AVAILABLE RECORDS -

- - -

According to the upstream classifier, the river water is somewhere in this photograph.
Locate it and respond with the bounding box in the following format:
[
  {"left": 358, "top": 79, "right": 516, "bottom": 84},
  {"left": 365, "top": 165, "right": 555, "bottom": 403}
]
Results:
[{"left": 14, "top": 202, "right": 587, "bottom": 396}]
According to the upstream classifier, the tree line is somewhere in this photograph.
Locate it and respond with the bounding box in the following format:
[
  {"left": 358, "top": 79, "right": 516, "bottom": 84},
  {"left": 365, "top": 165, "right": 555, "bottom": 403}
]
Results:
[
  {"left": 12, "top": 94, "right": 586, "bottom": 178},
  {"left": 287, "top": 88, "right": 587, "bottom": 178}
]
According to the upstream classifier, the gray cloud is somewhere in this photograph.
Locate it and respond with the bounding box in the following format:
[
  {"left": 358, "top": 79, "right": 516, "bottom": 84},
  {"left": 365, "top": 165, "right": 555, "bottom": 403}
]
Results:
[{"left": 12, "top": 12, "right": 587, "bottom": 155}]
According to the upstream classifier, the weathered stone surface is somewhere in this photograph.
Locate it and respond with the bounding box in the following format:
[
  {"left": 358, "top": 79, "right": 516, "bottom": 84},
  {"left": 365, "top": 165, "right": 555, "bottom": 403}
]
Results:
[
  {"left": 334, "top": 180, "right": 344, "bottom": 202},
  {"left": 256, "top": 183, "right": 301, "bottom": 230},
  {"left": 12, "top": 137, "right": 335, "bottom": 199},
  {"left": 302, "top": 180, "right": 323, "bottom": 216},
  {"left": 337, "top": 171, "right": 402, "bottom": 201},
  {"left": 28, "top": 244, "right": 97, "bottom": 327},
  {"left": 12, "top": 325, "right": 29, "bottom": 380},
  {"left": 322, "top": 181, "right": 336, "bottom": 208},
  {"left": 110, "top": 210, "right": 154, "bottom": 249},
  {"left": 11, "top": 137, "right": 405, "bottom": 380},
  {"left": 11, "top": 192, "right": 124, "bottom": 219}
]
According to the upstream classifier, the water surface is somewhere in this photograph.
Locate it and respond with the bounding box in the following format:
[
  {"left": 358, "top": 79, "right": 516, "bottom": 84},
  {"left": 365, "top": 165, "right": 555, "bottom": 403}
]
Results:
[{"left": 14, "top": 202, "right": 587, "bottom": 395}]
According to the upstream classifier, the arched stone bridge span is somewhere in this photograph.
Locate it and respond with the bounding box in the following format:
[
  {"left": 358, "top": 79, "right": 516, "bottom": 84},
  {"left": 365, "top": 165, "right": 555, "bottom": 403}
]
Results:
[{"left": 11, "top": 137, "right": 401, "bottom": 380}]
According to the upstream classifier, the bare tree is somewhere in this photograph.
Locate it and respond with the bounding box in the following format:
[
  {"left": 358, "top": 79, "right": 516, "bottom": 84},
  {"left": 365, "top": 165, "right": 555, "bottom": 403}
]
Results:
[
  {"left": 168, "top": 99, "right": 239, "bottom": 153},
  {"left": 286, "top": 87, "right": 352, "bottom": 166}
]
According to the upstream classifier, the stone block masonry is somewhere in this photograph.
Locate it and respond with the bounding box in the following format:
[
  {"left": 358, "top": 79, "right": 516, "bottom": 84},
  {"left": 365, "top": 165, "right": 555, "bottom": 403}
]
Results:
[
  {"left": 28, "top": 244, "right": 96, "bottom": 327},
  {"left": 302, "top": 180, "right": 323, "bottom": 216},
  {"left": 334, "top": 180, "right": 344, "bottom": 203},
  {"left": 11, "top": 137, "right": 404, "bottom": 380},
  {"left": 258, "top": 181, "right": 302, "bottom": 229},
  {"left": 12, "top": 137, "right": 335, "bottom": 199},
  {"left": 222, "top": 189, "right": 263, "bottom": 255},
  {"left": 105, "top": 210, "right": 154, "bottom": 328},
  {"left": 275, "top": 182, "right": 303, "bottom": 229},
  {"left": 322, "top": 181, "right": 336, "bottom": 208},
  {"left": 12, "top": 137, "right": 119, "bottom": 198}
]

- - -

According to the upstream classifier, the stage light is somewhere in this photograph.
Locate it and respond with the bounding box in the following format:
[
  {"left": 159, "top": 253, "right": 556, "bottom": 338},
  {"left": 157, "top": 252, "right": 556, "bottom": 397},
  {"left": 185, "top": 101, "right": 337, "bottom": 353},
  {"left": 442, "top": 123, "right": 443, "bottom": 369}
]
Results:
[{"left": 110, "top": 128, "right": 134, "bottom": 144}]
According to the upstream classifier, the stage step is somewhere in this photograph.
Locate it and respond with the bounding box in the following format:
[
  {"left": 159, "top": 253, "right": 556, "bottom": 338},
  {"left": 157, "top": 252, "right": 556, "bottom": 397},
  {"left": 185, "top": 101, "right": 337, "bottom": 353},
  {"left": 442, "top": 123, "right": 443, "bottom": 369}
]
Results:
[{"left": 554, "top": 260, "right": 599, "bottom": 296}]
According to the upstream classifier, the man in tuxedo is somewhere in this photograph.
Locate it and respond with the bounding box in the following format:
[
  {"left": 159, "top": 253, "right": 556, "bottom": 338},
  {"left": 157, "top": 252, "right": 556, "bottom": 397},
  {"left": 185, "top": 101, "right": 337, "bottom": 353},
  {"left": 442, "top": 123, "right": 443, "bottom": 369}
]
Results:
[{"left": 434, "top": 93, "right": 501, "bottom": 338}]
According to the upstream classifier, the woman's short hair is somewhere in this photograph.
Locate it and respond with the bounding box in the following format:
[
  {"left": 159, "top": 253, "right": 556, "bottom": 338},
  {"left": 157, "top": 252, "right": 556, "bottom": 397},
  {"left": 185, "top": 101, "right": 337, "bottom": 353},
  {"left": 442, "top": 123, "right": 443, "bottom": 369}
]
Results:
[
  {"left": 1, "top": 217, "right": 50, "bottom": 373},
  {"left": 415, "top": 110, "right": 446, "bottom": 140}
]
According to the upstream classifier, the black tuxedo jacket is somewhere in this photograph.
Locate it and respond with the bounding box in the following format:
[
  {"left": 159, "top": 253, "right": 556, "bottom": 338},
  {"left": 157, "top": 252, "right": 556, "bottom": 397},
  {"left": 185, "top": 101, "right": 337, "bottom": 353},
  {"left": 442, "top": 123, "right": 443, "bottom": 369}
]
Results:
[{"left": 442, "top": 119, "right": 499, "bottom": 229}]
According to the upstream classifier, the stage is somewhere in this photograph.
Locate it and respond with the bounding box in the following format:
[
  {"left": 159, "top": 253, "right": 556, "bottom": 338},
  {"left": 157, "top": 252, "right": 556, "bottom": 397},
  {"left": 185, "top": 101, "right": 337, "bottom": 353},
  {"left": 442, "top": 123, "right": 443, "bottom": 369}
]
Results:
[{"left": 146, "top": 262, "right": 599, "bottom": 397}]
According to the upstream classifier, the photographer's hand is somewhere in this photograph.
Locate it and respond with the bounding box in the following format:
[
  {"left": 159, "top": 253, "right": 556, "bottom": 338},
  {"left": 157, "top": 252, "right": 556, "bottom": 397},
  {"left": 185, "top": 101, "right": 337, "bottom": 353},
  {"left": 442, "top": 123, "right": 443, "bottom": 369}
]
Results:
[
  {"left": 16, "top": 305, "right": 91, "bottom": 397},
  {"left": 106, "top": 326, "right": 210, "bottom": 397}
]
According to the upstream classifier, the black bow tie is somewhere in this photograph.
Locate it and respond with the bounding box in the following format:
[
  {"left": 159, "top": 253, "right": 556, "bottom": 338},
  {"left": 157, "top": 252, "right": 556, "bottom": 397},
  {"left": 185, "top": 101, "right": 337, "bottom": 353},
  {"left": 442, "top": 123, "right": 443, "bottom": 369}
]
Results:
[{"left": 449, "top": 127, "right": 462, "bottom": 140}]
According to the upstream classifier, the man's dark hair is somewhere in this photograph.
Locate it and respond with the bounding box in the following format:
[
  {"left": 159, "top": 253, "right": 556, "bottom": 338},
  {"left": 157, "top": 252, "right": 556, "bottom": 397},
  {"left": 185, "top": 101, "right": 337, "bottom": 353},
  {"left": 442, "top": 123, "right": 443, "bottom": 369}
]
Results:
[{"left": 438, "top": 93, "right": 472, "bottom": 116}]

- - -

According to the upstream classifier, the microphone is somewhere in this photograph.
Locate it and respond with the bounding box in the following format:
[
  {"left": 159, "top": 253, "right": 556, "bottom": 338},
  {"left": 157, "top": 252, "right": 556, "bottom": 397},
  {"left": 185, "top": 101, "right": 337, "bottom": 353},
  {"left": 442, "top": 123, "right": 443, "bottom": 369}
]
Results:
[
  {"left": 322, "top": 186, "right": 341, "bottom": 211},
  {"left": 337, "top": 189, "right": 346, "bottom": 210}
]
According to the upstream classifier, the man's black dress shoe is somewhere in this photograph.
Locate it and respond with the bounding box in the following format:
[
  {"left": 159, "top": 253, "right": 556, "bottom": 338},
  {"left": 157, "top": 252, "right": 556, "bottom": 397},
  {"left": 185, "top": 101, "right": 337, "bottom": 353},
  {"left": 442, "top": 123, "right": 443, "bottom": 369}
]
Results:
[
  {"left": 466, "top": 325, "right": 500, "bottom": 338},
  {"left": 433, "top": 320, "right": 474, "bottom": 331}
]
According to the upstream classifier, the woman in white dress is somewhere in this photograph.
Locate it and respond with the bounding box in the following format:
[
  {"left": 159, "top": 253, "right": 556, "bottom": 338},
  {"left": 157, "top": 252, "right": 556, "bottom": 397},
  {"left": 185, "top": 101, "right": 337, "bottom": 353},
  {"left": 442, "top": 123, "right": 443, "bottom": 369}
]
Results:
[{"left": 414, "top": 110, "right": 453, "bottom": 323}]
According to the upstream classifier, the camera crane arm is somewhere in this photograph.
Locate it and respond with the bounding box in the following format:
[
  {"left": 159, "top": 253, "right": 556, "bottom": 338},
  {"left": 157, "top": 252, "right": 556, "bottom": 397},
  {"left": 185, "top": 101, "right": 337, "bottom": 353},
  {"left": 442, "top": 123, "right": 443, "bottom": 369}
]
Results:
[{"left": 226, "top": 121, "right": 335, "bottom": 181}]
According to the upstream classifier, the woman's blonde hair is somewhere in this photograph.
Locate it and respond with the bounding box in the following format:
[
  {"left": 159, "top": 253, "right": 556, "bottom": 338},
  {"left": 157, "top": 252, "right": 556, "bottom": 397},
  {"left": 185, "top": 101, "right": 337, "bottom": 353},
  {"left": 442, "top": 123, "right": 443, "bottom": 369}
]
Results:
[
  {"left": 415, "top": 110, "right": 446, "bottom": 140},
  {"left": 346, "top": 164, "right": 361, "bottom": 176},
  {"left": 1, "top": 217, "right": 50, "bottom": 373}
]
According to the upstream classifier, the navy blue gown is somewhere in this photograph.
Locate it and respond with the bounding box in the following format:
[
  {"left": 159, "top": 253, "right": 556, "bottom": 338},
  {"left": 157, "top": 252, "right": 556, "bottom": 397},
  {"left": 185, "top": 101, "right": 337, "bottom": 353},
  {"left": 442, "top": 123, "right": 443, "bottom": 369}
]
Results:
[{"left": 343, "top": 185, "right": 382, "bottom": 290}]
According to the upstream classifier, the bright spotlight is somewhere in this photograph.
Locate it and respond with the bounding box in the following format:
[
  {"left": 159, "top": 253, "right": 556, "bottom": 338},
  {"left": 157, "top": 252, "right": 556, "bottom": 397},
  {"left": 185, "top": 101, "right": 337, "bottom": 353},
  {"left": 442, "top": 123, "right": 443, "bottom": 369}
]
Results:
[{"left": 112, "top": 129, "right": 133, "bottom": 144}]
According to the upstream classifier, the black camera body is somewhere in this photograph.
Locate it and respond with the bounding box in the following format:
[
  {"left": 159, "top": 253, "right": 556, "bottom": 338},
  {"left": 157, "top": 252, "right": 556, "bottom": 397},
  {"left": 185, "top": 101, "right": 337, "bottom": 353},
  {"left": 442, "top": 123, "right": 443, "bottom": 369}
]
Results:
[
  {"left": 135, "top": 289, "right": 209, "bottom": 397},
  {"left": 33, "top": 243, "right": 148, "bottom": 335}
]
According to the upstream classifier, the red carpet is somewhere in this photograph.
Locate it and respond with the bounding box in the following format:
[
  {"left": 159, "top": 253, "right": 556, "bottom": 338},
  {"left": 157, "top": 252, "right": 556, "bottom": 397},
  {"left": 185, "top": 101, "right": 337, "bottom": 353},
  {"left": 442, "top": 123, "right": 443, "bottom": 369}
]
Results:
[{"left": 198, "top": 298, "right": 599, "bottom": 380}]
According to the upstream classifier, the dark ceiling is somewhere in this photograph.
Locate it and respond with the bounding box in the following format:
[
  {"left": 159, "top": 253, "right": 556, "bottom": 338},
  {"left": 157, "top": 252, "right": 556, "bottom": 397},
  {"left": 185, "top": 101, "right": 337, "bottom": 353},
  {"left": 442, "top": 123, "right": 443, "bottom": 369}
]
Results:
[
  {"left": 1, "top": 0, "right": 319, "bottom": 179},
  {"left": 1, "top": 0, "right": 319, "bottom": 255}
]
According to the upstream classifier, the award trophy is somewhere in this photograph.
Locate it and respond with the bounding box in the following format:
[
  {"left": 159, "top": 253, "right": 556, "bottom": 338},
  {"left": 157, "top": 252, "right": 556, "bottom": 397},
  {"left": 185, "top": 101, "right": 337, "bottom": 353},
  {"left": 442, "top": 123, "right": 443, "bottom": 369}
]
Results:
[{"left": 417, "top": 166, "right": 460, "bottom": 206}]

- - -

TASK BRIEF - Each line above that holds the string "woman" should be copied and shown.

WRITTEN ANSWER -
According to the upstream classifier, the woman's short hair is somewhere in this photograph.
According to the upstream classifier, the woman in white dress is somewhere in this photograph.
According to the upstream classifier, the woman's blonde hair is somewhere in this photograph.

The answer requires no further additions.